◆ Raw records:
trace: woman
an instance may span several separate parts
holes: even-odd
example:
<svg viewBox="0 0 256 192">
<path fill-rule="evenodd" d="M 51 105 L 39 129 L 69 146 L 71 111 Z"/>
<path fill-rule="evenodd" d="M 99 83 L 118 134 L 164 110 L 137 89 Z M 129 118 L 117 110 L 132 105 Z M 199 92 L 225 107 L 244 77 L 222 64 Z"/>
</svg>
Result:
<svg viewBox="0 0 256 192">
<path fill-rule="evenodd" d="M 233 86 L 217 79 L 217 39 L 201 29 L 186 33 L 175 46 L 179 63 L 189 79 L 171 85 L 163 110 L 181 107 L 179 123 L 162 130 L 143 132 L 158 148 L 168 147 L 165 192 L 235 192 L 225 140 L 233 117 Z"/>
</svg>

◆ Short task: Could you reproduce the full listing above line for line, changing nothing?

◆ Completed exercise:
trace: woman
an instance may span several separate parts
holes: even-odd
example:
<svg viewBox="0 0 256 192">
<path fill-rule="evenodd" d="M 51 105 L 39 129 L 69 146 L 71 111 Z"/>
<path fill-rule="evenodd" d="M 99 83 L 118 134 L 164 110 L 137 89 Z M 129 118 L 117 110 L 132 105 Z M 199 92 L 225 107 L 244 77 L 222 64 Z"/>
</svg>
Result:
<svg viewBox="0 0 256 192">
<path fill-rule="evenodd" d="M 233 86 L 217 79 L 217 39 L 201 29 L 186 33 L 175 46 L 179 63 L 189 79 L 171 85 L 163 110 L 181 107 L 179 123 L 162 130 L 143 132 L 158 148 L 168 147 L 165 192 L 235 192 L 225 140 L 233 117 Z"/>
</svg>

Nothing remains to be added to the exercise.